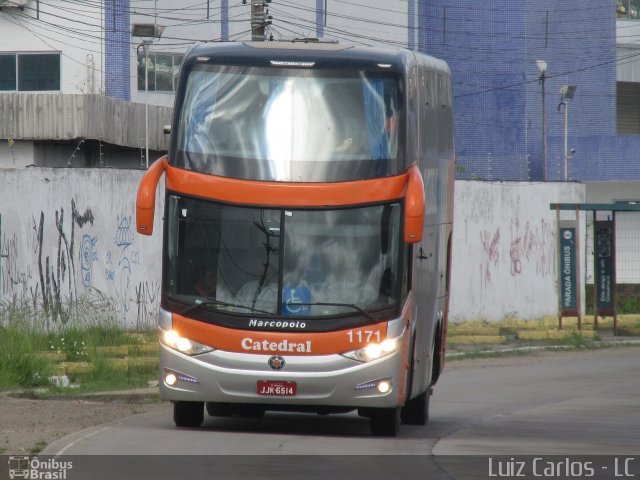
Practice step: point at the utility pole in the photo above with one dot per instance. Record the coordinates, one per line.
(259, 20)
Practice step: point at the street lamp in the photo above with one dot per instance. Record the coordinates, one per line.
(567, 92)
(146, 30)
(542, 68)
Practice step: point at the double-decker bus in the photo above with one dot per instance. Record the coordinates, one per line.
(307, 232)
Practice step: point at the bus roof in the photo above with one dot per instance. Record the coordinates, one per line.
(323, 54)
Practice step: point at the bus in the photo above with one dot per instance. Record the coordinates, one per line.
(307, 232)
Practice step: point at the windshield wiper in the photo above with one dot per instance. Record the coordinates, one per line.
(207, 303)
(349, 305)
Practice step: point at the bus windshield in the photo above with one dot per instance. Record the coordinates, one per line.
(290, 125)
(281, 262)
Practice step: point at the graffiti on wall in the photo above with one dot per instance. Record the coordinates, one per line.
(490, 254)
(57, 272)
(141, 298)
(16, 278)
(535, 246)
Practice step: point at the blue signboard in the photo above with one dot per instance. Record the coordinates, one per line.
(568, 276)
(295, 300)
(604, 266)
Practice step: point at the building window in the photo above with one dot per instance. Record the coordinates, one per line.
(628, 108)
(628, 9)
(163, 71)
(30, 72)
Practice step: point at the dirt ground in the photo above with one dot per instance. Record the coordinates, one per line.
(27, 425)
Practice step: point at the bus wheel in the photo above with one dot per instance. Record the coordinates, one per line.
(188, 414)
(385, 422)
(416, 410)
(215, 409)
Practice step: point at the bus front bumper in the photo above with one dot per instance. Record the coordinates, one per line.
(301, 380)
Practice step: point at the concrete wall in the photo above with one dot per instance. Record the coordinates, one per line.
(69, 234)
(505, 249)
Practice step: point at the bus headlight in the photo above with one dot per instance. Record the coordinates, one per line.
(172, 339)
(373, 351)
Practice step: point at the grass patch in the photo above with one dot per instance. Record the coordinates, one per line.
(21, 365)
(519, 352)
(31, 345)
(38, 447)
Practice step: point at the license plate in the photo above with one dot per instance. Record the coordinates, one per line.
(276, 389)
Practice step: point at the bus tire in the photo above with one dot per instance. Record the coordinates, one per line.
(416, 410)
(188, 414)
(385, 422)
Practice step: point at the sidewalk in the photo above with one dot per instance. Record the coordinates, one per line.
(513, 334)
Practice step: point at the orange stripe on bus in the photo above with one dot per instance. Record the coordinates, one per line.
(286, 194)
(279, 343)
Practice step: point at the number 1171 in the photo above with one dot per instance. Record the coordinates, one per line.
(359, 336)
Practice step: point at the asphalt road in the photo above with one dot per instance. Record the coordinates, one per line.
(572, 407)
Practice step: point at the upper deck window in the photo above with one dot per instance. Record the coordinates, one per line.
(290, 125)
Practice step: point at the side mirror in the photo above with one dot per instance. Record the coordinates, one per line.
(414, 205)
(146, 200)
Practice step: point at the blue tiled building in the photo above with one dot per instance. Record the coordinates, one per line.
(492, 48)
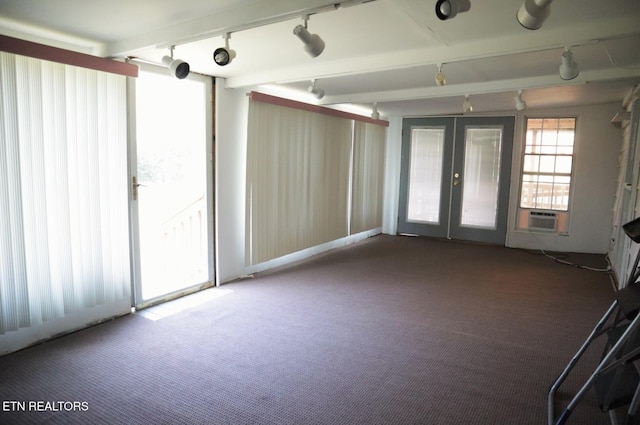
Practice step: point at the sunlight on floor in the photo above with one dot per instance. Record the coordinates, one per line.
(176, 306)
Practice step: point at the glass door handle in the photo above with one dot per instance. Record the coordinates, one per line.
(134, 187)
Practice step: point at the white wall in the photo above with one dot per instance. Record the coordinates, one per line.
(596, 168)
(231, 108)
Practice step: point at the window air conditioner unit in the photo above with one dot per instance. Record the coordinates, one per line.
(540, 220)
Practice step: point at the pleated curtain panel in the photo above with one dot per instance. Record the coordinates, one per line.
(311, 178)
(64, 249)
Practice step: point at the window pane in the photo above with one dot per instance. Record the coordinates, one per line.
(563, 164)
(531, 163)
(547, 163)
(425, 169)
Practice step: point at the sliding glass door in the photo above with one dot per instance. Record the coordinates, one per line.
(171, 186)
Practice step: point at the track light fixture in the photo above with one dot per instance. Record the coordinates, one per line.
(568, 68)
(313, 44)
(533, 13)
(224, 55)
(521, 105)
(318, 93)
(374, 111)
(448, 9)
(178, 68)
(440, 78)
(466, 105)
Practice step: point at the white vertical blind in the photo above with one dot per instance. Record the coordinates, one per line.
(63, 197)
(297, 180)
(368, 176)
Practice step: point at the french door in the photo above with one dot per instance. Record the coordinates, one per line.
(171, 185)
(455, 177)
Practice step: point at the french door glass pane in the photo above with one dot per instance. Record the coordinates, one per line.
(481, 177)
(171, 171)
(425, 175)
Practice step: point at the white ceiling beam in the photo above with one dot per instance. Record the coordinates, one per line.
(263, 13)
(435, 92)
(527, 41)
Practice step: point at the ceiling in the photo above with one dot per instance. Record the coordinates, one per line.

====

### The task:
Copy the material line for line, from the line containing "Practice step: point at the french door in" through the last line of the material, inclusive.

### Exercise solution:
Practice step: point at the french door in the photo above with one dot per instance. Record the coordinates, one per line.
(171, 185)
(455, 177)
Practice step: point at the french door glass pane in the photo above with one dot per instance. Record the coordinates, one per line.
(481, 177)
(171, 171)
(425, 175)
Practice step: point at the white ceiling beam in the photo above with one dot per instance. Record the coordinates, one per line.
(263, 13)
(435, 92)
(527, 41)
Practice step: point at the ceiling in the photo above with one dot per instance. Record the coordinates, one per line.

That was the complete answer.